start

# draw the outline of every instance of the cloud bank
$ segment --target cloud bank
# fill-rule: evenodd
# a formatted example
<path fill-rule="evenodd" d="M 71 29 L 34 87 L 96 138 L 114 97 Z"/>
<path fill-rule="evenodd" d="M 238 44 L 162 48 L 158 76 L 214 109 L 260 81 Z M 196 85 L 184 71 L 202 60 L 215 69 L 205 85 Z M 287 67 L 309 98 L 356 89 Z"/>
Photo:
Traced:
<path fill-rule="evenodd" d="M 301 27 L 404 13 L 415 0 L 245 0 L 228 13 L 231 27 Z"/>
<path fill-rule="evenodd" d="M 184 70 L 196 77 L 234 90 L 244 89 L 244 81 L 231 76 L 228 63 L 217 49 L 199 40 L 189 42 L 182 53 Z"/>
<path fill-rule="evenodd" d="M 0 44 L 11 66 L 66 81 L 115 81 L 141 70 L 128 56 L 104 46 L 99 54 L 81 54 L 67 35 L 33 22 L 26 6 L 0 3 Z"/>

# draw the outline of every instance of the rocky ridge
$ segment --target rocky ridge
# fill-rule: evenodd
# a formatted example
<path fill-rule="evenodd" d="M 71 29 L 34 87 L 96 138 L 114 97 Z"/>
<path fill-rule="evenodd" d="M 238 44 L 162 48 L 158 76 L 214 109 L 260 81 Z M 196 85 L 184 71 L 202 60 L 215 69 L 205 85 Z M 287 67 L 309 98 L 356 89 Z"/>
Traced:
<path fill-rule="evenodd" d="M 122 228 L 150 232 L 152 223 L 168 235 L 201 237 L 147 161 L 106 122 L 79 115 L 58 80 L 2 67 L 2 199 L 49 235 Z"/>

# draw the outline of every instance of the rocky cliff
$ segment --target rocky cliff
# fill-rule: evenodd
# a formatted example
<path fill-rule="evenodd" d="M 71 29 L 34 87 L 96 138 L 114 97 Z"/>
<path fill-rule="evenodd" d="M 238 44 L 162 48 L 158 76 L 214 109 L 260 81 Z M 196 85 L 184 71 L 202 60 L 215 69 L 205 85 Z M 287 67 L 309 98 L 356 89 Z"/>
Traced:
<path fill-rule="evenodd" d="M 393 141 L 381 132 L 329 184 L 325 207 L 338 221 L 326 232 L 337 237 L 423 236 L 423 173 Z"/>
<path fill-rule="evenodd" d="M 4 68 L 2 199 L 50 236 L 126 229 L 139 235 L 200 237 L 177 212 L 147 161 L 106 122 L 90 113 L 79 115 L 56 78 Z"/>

end

- _Written problem_
Copy all of the records above, swapping every "cloud bank" for "fog bank" and leaving everything else unchanged.

- _Solution to the problem_
# draw the outline of every instance of the fog bank
$ segment --target fog bank
# fill-rule: evenodd
# a formatted example
<path fill-rule="evenodd" d="M 71 29 L 34 87 L 96 138 L 114 97 Z"/>
<path fill-rule="evenodd" d="M 238 44 L 162 48 L 158 76 L 214 109 L 260 81 Z M 196 85 L 184 71 L 202 60 L 215 69 L 205 85 Z M 287 67 L 309 98 L 356 89 Z"/>
Photo:
Traced:
<path fill-rule="evenodd" d="M 301 27 L 404 13 L 415 0 L 245 0 L 228 13 L 231 27 Z"/>
<path fill-rule="evenodd" d="M 184 70 L 196 77 L 234 90 L 244 89 L 244 81 L 231 76 L 228 63 L 217 49 L 199 40 L 189 42 L 182 53 Z"/>
<path fill-rule="evenodd" d="M 0 44 L 11 66 L 66 81 L 115 81 L 141 70 L 128 56 L 104 46 L 99 54 L 81 54 L 67 35 L 33 22 L 26 6 L 0 3 Z"/>

# draw the outline of every instance of the rocky ridge
$ segment --target rocky ridge
# fill-rule: evenodd
# a formatted example
<path fill-rule="evenodd" d="M 71 29 L 34 87 L 96 138 L 114 97 Z"/>
<path fill-rule="evenodd" d="M 238 44 L 162 48 L 158 76 L 214 109 L 260 81 Z M 196 85 L 184 71 L 202 60 L 215 69 L 205 85 Z M 287 67 L 309 98 L 356 89 Z"/>
Traced:
<path fill-rule="evenodd" d="M 122 228 L 150 232 L 152 223 L 168 235 L 201 237 L 147 161 L 106 122 L 79 115 L 58 80 L 2 67 L 2 199 L 49 235 Z"/>

# draw the outline of every instance of the rocky cliff
$ segment --target rocky cliff
# fill-rule: evenodd
# a formatted example
<path fill-rule="evenodd" d="M 71 29 L 34 87 L 96 138 L 114 97 Z"/>
<path fill-rule="evenodd" d="M 238 44 L 162 48 L 158 76 L 214 109 L 260 81 Z M 196 85 L 184 71 L 202 60 L 215 69 L 205 85 Z M 287 67 L 309 98 L 356 89 Z"/>
Traced:
<path fill-rule="evenodd" d="M 393 141 L 381 132 L 329 184 L 325 207 L 338 221 L 326 232 L 337 237 L 423 236 L 423 173 Z"/>
<path fill-rule="evenodd" d="M 4 68 L 2 199 L 50 236 L 126 229 L 139 235 L 200 237 L 177 212 L 147 161 L 106 122 L 90 113 L 79 115 L 56 78 Z"/>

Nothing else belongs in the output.